* Start GIVEN DATA *

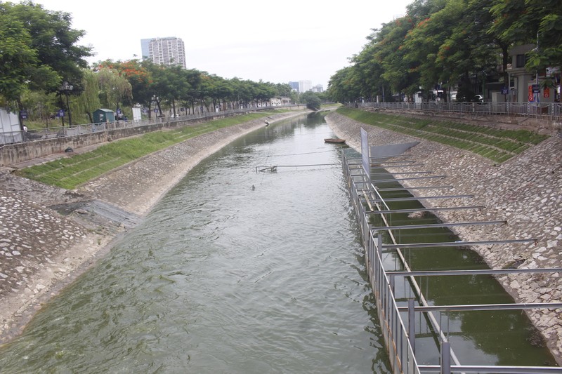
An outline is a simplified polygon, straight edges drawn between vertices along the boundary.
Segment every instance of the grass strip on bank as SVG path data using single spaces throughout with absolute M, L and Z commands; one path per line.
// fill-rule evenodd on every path
M 347 107 L 336 112 L 367 125 L 464 149 L 498 163 L 549 138 L 527 130 L 502 130 Z
M 18 175 L 67 189 L 95 179 L 108 171 L 175 144 L 273 113 L 249 113 L 172 130 L 147 133 L 141 136 L 115 140 L 96 149 L 35 165 L 16 172 Z

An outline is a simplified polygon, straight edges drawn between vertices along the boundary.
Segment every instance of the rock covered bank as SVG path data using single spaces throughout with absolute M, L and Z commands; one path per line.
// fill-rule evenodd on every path
M 360 151 L 360 128 L 369 133 L 370 145 L 419 141 L 420 139 L 365 125 L 338 113 L 327 116 L 334 133 Z M 490 160 L 462 149 L 421 140 L 408 151 L 422 169 L 445 175 L 447 192 L 431 194 L 471 194 L 473 199 L 444 199 L 436 206 L 484 206 L 482 211 L 445 211 L 445 222 L 505 220 L 507 225 L 462 227 L 455 232 L 465 241 L 535 239 L 537 244 L 504 244 L 473 247 L 491 268 L 516 265 L 519 268 L 562 267 L 562 138 L 553 136 L 508 161 Z M 389 171 L 405 172 L 400 171 Z M 421 170 L 419 168 L 417 170 Z M 435 185 L 419 180 L 411 186 Z M 424 201 L 424 204 L 426 203 Z M 426 206 L 429 206 L 426 205 Z M 498 277 L 518 302 L 562 302 L 562 273 Z M 562 309 L 530 309 L 532 321 L 562 365 Z
M 273 114 L 269 121 L 303 112 Z M 0 168 L 0 344 L 19 334 L 41 303 L 107 253 L 115 238 L 139 222 L 200 161 L 263 126 L 263 119 L 256 119 L 199 135 L 76 191 Z M 66 207 L 67 214 L 55 206 Z

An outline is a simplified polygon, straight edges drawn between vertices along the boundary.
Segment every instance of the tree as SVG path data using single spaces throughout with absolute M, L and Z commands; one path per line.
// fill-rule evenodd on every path
M 525 67 L 533 72 L 562 65 L 562 7 L 558 0 L 494 0 L 490 32 L 514 44 L 536 44 Z
M 75 45 L 84 32 L 71 23 L 70 14 L 31 1 L 0 2 L 0 95 L 21 110 L 25 90 L 56 92 L 64 79 L 81 91 L 83 58 L 91 52 Z
M 77 45 L 85 32 L 71 28 L 70 14 L 48 11 L 30 1 L 4 4 L 8 13 L 25 25 L 31 37 L 30 47 L 37 54 L 38 65 L 49 67 L 60 79 L 56 84 L 49 82 L 45 85 L 39 79 L 35 80 L 35 84 L 54 92 L 65 80 L 79 88 L 81 68 L 88 67 L 84 58 L 93 54 L 91 47 Z

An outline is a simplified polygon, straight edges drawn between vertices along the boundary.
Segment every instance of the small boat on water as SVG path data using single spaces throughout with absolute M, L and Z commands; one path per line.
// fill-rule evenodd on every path
M 327 139 L 325 139 L 324 141 L 327 143 L 334 143 L 334 144 L 343 144 L 346 142 L 345 139 L 335 139 L 333 138 L 328 138 Z

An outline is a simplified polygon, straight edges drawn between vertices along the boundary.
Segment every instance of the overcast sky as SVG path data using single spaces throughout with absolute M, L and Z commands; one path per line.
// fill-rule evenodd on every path
M 34 2 L 71 13 L 72 27 L 86 32 L 79 44 L 93 47 L 91 63 L 140 58 L 141 39 L 176 36 L 188 69 L 275 84 L 309 80 L 326 89 L 371 29 L 404 15 L 412 1 Z

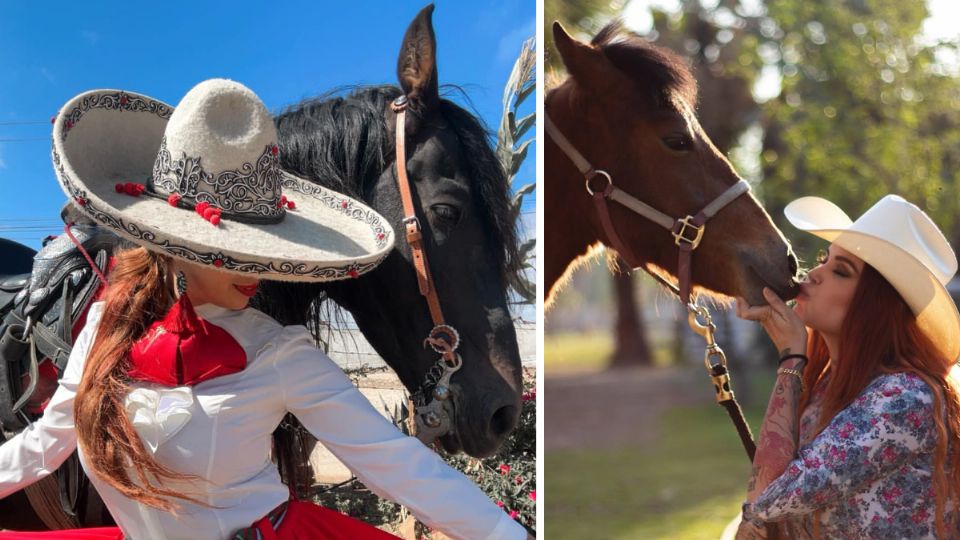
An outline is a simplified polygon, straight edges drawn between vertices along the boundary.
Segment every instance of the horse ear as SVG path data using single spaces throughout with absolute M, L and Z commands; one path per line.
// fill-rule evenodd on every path
M 599 66 L 606 65 L 603 53 L 591 45 L 577 41 L 563 28 L 560 21 L 553 22 L 553 43 L 560 52 L 560 59 L 569 73 L 580 84 L 589 86 L 597 79 Z
M 437 39 L 433 34 L 433 4 L 420 10 L 403 36 L 397 58 L 400 87 L 413 106 L 423 112 L 440 103 L 437 83 Z

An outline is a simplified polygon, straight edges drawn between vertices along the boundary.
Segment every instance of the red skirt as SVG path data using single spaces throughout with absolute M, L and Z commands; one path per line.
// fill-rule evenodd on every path
M 398 537 L 335 510 L 289 501 L 234 538 L 263 540 L 397 540 Z M 247 533 L 248 535 L 245 535 Z
M 257 534 L 259 533 L 259 535 Z M 119 527 L 63 531 L 0 531 L 0 539 L 123 540 Z M 397 540 L 398 537 L 340 512 L 302 501 L 289 501 L 233 538 L 261 540 Z
M 97 527 L 43 532 L 0 531 L 0 538 L 16 540 L 123 540 L 123 531 L 120 530 L 120 527 Z

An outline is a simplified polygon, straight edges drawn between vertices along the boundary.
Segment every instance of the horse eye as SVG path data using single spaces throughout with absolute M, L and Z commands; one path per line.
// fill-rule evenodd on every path
M 433 211 L 433 215 L 451 227 L 460 222 L 460 210 L 455 206 L 435 204 L 430 209 Z
M 660 139 L 667 148 L 675 152 L 689 152 L 693 150 L 693 139 L 687 134 L 668 135 Z

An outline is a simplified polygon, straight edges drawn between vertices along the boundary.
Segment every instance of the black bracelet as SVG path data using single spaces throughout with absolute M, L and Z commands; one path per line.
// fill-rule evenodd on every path
M 800 353 L 797 353 L 797 354 L 785 354 L 785 355 L 783 355 L 783 356 L 780 357 L 780 363 L 777 364 L 777 366 L 782 366 L 784 362 L 786 362 L 787 360 L 790 360 L 791 358 L 799 358 L 799 359 L 803 360 L 803 365 L 807 365 L 807 364 L 810 363 L 810 359 L 807 358 L 807 355 L 805 355 L 805 354 L 800 354 Z

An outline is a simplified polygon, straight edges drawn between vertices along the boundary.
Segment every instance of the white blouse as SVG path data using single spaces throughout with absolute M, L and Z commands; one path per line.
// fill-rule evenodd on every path
M 0 497 L 50 474 L 77 447 L 73 400 L 102 308 L 90 308 L 43 417 L 0 446 Z M 134 382 L 125 405 L 160 463 L 203 479 L 165 486 L 210 507 L 183 502 L 174 516 L 127 499 L 91 475 L 128 538 L 224 539 L 286 501 L 289 490 L 270 455 L 271 434 L 287 411 L 370 489 L 428 526 L 458 539 L 526 538 L 476 485 L 381 416 L 305 327 L 281 326 L 252 308 L 196 309 L 240 343 L 246 369 L 192 387 Z M 86 467 L 82 452 L 80 458 Z

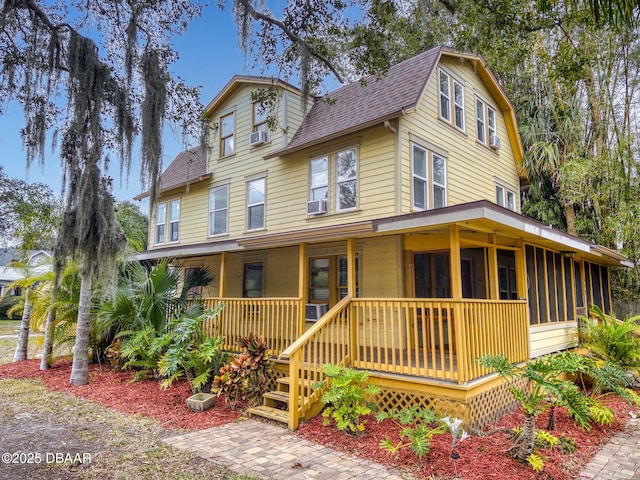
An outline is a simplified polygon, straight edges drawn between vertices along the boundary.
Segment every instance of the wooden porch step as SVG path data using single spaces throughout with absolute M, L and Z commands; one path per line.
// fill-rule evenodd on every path
M 257 415 L 259 417 L 275 420 L 276 422 L 289 423 L 289 412 L 278 408 L 260 405 L 259 407 L 249 408 L 247 413 L 249 413 L 249 415 Z

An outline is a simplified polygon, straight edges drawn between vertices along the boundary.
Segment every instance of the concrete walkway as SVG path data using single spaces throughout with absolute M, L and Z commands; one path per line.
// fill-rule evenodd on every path
M 258 420 L 164 439 L 176 448 L 223 463 L 237 473 L 274 480 L 401 480 L 413 478 L 318 445 Z
M 166 438 L 176 448 L 228 465 L 237 473 L 273 480 L 401 480 L 409 473 L 310 442 L 284 427 L 241 420 Z M 580 473 L 579 480 L 640 480 L 640 418 L 632 419 Z

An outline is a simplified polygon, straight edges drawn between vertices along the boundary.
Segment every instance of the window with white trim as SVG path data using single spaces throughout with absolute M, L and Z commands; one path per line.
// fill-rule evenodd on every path
M 227 233 L 229 218 L 229 186 L 209 190 L 209 235 Z
M 444 70 L 439 70 L 438 89 L 440 117 L 464 132 L 464 85 Z
M 309 200 L 326 200 L 329 194 L 329 157 L 311 160 L 310 168 Z
M 496 203 L 501 207 L 516 211 L 516 194 L 507 187 L 496 184 Z
M 177 242 L 180 232 L 180 200 L 169 204 L 169 241 Z
M 264 228 L 266 179 L 247 182 L 247 230 Z
M 413 144 L 412 166 L 414 210 L 446 207 L 446 158 L 420 145 Z
M 164 243 L 167 226 L 167 204 L 159 203 L 156 207 L 156 244 Z
M 358 206 L 358 165 L 355 148 L 336 154 L 336 171 L 336 210 L 353 210 Z
M 220 117 L 220 156 L 226 157 L 235 153 L 235 116 L 229 113 Z
M 491 138 L 497 133 L 495 108 L 476 98 L 476 138 L 480 143 L 490 145 Z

* End GIVEN DATA *

→ **YOUR GOAL**:
Repeat the lines from the start of the records through the line that contains "M 273 114 L", both included, leaving the pictures out of your answer.

→ **WORKED ANSWER**:
An outline is a simplified polygon, straight edges drawn between vertices along the boundary.
Segment every instance of the grass strip on bank as SVG path data using single spaces throughout with absolute M, L and Z commands; one path per line.
// fill-rule evenodd on every path
M 347 107 L 336 112 L 367 125 L 464 149 L 498 163 L 549 138 L 527 130 L 502 130 Z
M 18 175 L 67 189 L 95 179 L 108 171 L 175 144 L 273 113 L 249 113 L 172 130 L 147 133 L 141 136 L 115 140 L 96 149 L 35 165 L 16 172 Z

An outline is a simplified polygon, straight edges drawn between vertices along the boundary.
Segment every instance of the rock covered bank as SVG path data using single spaces throughout with absolute M, L and Z commands; one path per line.
// fill-rule evenodd on every path
M 360 151 L 360 128 L 369 133 L 370 145 L 419 141 L 420 139 L 365 125 L 338 113 L 327 116 L 334 133 Z M 490 160 L 462 149 L 421 140 L 408 151 L 422 169 L 445 175 L 447 192 L 431 194 L 471 194 L 473 199 L 444 199 L 436 206 L 484 206 L 482 211 L 445 211 L 445 222 L 505 220 L 507 225 L 462 227 L 455 232 L 465 241 L 535 239 L 537 244 L 504 244 L 473 247 L 491 268 L 516 265 L 519 268 L 562 267 L 562 138 L 553 136 L 508 161 Z M 389 171 L 405 172 L 400 171 Z M 421 170 L 419 168 L 417 170 Z M 435 185 L 419 180 L 411 186 Z M 424 201 L 424 204 L 426 203 Z M 426 206 L 429 206 L 426 205 Z M 498 277 L 518 302 L 562 302 L 562 273 Z M 562 309 L 530 309 L 532 321 L 562 365 Z
M 273 114 L 269 121 L 303 112 Z M 0 168 L 0 344 L 19 334 L 41 303 L 107 253 L 115 238 L 139 222 L 200 161 L 263 126 L 263 119 L 256 119 L 199 135 L 76 191 Z M 66 207 L 67 214 L 55 206 Z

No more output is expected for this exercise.